_Record extracts_:
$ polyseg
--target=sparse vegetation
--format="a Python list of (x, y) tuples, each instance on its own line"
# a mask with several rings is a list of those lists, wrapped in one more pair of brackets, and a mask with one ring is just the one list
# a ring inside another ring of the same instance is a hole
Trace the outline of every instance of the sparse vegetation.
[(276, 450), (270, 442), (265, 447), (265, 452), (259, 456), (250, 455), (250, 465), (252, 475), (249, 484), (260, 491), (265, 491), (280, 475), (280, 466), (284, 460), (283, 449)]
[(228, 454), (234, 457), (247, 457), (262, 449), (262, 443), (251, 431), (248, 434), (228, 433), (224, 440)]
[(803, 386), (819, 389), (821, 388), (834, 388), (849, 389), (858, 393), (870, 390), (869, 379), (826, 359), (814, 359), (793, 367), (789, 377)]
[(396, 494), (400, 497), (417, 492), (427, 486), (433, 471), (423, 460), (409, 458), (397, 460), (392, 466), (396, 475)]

_The problem_: Rewrite the lines above as a Markdown table with the columns "Row" and "Line", numbering each row and leaving out any blank lines.

_Problem solution_:
| Row | Line |
|---|---|
| 1 | $ polyseg |
| 2 | --target=sparse vegetation |
| 3 | --format="a Python list of (x, y) tuples, each instance on its own line" |
| 4 | # a mask with several rings is a list of those lists, wrapped in one more pair of brackets, and a mask with one ring is just the one list |
| 5 | # a ring inside another ring of the same instance is a hole |
| 6 | Trace the outline of every instance of the sparse vegetation. |
| 7 | [(276, 450), (270, 442), (265, 447), (265, 452), (259, 456), (250, 455), (250, 465), (252, 475), (249, 484), (260, 491), (265, 491), (280, 475), (280, 466), (284, 460), (283, 449)] |
| 8 | [(228, 454), (234, 457), (247, 457), (262, 449), (262, 443), (251, 431), (248, 434), (228, 433), (224, 440)] |
| 9 | [(803, 386), (819, 389), (821, 388), (834, 388), (849, 389), (858, 393), (870, 390), (869, 379), (826, 359), (814, 359), (793, 367), (789, 377)] |
| 10 | [(396, 494), (400, 497), (417, 492), (427, 486), (433, 471), (423, 460), (409, 458), (397, 460), (392, 466), (396, 475)] |